#### EXCERPTED TEXT ####
- Born: 12 January 1965 (age 61)
- Origin: London, England
- Genres: Dance; house; acid house; pop; alternative;
- Occupations: Disc jockey; record producer; remixer; nightclub owner; writer;
- Years active: 1988–present
- Labels: Rhythm King; Splish; Capitol; Warner Bros.; Sony; BMG; Stylofiction; Bone; Umami;

= Mark Moore =

British record producer and DJ

Mark Moore (born 12 January 1965) is a British dance music record producer and DJ. He was founder of dance/sampling pioneers S'Express, and runs the London nightclubs Electrogogo, and Can Can.

==Biography==
Moore began his DJ career in 1983 playing at the fashionable London club, The Mud Club, run by Philip Sallon. Later that year as his popularity grew, he was given a slot at the alternative, mixed/gay night 'Asylum' at Heaven nightclub, which later became 'Pyramid' at Heaven. He soon became a successful DJ often appearing in Time Outs 'best DJ' polls. As well as playing new wave electronic music such as Yello, Cabaret Voltaire, Soft Cell and New Order, Moore was one of the first DJs in the UK to support and play Chicago house music and Detroit techno. In 1987, Moore's remix of "Step by Step" by Taffy was released by Rhythm King's Transglobal Records as "Step by Step (Moore Heavenly Mix)".

In 1988, Moore launched S'Express with co-writer/co-producer Pascal Gabriel. The first single "Theme From S'Express", released on Rhythm King, went to number 1 in the UK Singles Chart, and is credited by Muzik magazine as 'kick starting the UK house scene'. This was followed up with "Superfly Guy", which reached number 5 in the UK Chart.

Moore and William Orbit formed a friendship, when Moore asked Orbit to remix the S'Express hit, "Hey Music Lover", and the duo worked together mixing Prince's "Batdance", "Electric Chair" and "The Future" plus Malcolm McLaren's "Deep in Vogue", "Something's Jumpin' In Your Shirt" and "Call A Wave". Moore also had a working relationship with engineer Mark McGuire. He would feature up-and-coming Billie Ray Martin as vocalist on "Hey Music Lover", giving her early exposure before her band, Electribe 101, released its debut album. An admirer of the composer Philip Glass, Moore asked Glass to remix "Hey Music Lover", which the composer did in singular style. A friendship was also formed with Carl Craig when he first came to London aged 19 and Craig worked on the second S'Express album "Intercourse".
####
● EXERCISE TASK 1: In the Mark Moore text, who ran The Mud Club, the London club where Moore started his DJ career?
● EXERCISE TASK 2: Reproduce the Mark Moore text starting with "British record producer" and going on through "and Can Can.".
#### RECORDS SHOWN ####
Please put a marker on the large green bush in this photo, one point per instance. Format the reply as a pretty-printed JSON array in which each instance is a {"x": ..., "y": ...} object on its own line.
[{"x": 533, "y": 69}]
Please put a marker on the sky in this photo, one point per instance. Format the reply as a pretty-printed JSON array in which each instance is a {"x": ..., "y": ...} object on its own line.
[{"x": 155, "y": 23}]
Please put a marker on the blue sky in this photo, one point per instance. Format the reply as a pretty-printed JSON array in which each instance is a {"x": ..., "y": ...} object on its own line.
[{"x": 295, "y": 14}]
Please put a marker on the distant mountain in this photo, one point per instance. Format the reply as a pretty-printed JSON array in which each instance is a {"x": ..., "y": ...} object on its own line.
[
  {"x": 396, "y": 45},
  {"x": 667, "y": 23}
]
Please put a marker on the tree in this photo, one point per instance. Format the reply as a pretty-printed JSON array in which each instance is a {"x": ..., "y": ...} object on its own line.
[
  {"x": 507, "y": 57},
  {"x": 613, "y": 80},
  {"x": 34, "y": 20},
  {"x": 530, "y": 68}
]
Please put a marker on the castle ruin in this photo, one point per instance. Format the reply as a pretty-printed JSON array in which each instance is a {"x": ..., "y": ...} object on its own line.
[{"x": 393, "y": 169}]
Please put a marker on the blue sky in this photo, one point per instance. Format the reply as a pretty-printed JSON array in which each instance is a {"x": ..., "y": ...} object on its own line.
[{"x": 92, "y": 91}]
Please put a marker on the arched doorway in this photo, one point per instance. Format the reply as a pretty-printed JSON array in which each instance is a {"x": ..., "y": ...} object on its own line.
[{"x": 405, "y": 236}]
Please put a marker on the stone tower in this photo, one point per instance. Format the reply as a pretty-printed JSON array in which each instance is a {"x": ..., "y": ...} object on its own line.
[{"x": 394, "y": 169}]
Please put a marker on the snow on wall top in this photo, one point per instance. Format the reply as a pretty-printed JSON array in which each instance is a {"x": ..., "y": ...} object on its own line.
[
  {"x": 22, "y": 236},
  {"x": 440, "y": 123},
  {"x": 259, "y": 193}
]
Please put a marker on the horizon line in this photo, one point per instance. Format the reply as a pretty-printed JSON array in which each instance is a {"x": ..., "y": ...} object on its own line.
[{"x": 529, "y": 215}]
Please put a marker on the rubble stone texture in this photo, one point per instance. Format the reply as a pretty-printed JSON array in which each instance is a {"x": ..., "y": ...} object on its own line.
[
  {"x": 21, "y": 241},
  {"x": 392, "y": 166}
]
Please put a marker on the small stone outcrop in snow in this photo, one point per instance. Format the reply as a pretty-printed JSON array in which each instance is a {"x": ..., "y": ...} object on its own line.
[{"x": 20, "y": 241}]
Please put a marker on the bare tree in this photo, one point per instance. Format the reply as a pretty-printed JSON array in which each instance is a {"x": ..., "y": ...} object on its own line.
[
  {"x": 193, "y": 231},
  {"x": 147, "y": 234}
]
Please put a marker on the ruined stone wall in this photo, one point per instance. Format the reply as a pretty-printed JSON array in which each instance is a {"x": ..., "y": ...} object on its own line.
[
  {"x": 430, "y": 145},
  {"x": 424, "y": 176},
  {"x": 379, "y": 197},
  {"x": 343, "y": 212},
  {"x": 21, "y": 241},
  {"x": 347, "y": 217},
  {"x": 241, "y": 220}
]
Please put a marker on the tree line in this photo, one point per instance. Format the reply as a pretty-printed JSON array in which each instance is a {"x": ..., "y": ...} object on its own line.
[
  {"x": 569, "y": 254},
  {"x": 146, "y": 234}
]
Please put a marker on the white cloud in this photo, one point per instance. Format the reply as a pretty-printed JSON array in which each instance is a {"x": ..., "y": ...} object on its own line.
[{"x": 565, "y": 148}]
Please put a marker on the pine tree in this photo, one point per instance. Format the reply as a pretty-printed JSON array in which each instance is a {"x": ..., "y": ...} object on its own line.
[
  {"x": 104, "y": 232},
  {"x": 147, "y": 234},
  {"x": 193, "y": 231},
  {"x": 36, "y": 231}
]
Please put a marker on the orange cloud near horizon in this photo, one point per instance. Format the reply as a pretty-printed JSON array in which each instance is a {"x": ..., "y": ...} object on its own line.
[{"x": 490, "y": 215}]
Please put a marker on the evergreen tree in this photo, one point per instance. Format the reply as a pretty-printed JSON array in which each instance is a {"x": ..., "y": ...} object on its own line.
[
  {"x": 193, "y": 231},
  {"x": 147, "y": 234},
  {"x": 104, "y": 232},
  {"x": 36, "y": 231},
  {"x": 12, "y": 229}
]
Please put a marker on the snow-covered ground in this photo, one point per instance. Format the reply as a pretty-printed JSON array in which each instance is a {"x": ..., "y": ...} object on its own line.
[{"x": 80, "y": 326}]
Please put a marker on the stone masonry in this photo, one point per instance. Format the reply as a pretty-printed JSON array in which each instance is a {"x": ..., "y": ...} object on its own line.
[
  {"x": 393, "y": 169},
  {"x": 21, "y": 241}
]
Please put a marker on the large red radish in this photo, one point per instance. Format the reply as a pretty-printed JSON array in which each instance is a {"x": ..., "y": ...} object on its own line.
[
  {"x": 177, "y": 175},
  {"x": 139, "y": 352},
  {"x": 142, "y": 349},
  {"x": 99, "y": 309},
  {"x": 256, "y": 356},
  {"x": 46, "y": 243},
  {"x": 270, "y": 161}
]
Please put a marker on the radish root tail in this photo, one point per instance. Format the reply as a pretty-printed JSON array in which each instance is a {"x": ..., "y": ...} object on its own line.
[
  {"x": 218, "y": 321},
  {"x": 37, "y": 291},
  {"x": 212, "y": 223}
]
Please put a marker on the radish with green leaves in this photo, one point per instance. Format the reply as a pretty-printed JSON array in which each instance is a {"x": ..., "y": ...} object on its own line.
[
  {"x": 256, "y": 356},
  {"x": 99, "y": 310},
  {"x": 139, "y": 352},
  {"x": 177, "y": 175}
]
####
● TASK ANSWER 1: Philip Sallon

● TASK ANSWER 2:
British record producer and DJ

Mark Moore (born 12 January 1965) is a British dance music record producer and DJ. He was founder of dance/sampling pioneers S'Express, and runs the London nightclubs Electrogogo, and Can Can.